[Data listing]
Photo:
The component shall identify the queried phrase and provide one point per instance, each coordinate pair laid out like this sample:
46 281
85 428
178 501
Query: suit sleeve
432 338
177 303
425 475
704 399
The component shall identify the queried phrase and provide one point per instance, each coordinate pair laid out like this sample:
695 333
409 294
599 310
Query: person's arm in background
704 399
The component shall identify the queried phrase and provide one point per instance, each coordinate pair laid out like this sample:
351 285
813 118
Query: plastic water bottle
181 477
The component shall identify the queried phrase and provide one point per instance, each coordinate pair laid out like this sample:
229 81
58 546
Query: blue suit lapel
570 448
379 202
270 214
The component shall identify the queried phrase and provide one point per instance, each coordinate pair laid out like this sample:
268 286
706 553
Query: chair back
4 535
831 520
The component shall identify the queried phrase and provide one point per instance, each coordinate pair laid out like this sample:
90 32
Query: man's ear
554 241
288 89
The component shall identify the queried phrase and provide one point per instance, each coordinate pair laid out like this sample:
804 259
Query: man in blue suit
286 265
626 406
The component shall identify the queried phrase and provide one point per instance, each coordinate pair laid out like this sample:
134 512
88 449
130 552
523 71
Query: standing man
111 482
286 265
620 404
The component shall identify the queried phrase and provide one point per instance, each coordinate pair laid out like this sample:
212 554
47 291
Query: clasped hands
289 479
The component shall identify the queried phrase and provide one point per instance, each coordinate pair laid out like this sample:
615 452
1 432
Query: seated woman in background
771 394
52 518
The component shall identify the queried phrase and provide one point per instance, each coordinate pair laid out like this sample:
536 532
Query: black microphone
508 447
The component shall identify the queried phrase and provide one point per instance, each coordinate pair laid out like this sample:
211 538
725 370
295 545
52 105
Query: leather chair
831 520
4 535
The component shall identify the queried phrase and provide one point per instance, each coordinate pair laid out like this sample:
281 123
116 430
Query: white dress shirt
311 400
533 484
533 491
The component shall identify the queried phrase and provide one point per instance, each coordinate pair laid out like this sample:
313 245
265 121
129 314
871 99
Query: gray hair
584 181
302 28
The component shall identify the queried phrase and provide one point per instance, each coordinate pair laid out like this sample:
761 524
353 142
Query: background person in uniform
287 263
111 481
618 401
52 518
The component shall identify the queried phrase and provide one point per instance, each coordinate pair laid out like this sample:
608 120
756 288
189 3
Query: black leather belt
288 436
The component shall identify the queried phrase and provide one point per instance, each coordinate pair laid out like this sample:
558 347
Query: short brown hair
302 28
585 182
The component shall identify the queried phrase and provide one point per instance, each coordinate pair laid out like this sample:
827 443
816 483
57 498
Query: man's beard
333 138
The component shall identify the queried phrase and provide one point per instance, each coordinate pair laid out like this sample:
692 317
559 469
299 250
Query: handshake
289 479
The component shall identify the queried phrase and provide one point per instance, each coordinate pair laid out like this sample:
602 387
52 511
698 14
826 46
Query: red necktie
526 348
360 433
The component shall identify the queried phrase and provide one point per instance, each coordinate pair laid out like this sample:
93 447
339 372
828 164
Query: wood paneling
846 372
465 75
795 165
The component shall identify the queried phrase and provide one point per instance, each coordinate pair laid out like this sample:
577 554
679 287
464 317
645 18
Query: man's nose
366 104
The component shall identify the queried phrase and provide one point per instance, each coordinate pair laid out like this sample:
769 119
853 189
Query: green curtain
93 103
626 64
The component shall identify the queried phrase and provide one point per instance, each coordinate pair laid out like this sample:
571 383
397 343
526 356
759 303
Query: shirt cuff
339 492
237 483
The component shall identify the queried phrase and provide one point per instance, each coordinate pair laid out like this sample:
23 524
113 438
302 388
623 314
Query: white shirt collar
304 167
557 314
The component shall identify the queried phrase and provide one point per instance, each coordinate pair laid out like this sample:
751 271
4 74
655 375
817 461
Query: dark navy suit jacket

● TASK: Without changing a word, restate the whole listing.

● SOLUTION TO THIS TASK:
Photo:
The component shall identify the queried phrase and provide one point per instance, each coordinate pair laid out like this sample:
46 281
85 428
178 501
Query: suit sleeve
432 338
177 303
425 475
704 399
The component shall identify the queried phrase and provide one point per instance, each coordinate pair laid out like this sample:
695 333
409 294
599 310
Query: person's arm in background
704 399
The component shall identify the queried phrase and provide one point per instance, each coordinate pair laid out like this sample:
351 285
813 118
Query: plastic water bottle
181 477
The component shall identify the queried phrase and provide one point per instance, each coordinate pair laid out like this sample:
229 81
58 546
Query: blue suit lapel
570 448
379 202
270 214
The component shall identify the queried phrase and provide one point per instance, each coordinate pair laid out like this sample:
268 286
706 553
Query: chair back
4 535
831 520
The component shall identify the queried phrase and provide one point per instance, each coordinate pair laid out like this sample:
90 32
Query: man's ear
554 241
288 89
The component shall identify the queried phrase and provide one point per instance, each coordinate pair laid out like this sample:
804 259
Query: man in blue suit
286 265
626 406
The component shall identify the queried phrase and provide one point per instance, each coordinate pair laid out like this sample:
134 512
88 449
130 552
523 71
Query: standing man
111 482
286 265
620 404
The component shall identify the queried phrase and provide one point per instance, each coordinate pair laid out like this sample:
212 554
47 291
Query: clasped hands
289 479
The component shall identify the queried phrase and provide one point per instance, each coordinate pair laid out like this sample:
615 452
1 432
Query: seated woman in background
771 394
52 518
The component shall identify the queried phrase and provide one point per instance, each coordinate pair laid out like this sample:
536 532
Query: black microphone
508 447
The component shall identify the queried phrase and provide one point per instance, each coordinate pair laid out like this sample:
211 538
725 370
295 545
52 105
Query: leather chair
831 520
4 535
The component shall identify the queried phrase and provide one point per instance, each coordinate pair laid out like this sample:
281 123
116 430
Query: white dress shirt
311 400
533 484
533 491
The component shall identify the queried phrase and provide one point per instance, each coordinate pair laid out like this sample:
313 245
265 121
129 314
871 99
Query: gray hair
584 181
302 28
The component shall identify the queried phrase and provide one point per instance, each coordinate pair laid out like this sample:
761 524
353 142
Query: background person in uniform
287 263
111 481
618 401
52 518
The component shall identify the queried phrase and provide one point per instance, each coordinate pair laid out like this sample:
608 120
756 288
189 3
Query: black leather belt
288 436
The component shall identify the queried phrase and provide one point per instance, each coordinate pair laid out like this sample:
558 347
Query: short brown hair
302 28
585 182
The component shall identify the queried phrase and provide one point per instance, each coordinate pair laid out like this sample:
827 443
816 483
57 498
Query: man's beard
333 138
The component shall identify the queried phrase and provide one point per instance, each coordinate pair laid out like this sample:
692 317
559 469
299 250
Query: handshake
289 479
The component shall identify the queried phrase and provide one point per instance, each coordinate pair laid out like this sample:
602 387
52 511
698 14
826 46
Query: red necktie
526 348
360 433
The component shall identify the queried phrase and provide one point per instance, each coordinate pair laid out like this sample:
93 447
339 372
828 164
Query: wood paneling
846 372
465 75
795 165
The component shall identify the queried phrase and provide one point per instance, each coordinate pair laid out like this sample:
577 554
679 287
464 317
645 18
Query: man's nose
366 104
The component shall identify the queried phrase and provide one point per instance, each coordinate pair laid out like this sample:
769 119
853 189
Query: green curtain
93 103
626 64
The component shall identify the queried phrase and provide one point per instance, each coordinate pair laid out like this sample:
571 383
397 343
526 356
759 303
Query: shirt cuff
339 492
237 483
The component shall identify the queried phrase and provide one point per instance, each coordinate pair laid out like this sample:
23 524
113 438
302 388
623 314
Query: white shirt collar
304 167
557 314
The component shall identify the queried phrase and provide one point per instance, each coordinate pair laid out like this sample:
751 271
4 74
655 375
817 461
Query: dark navy suit jacket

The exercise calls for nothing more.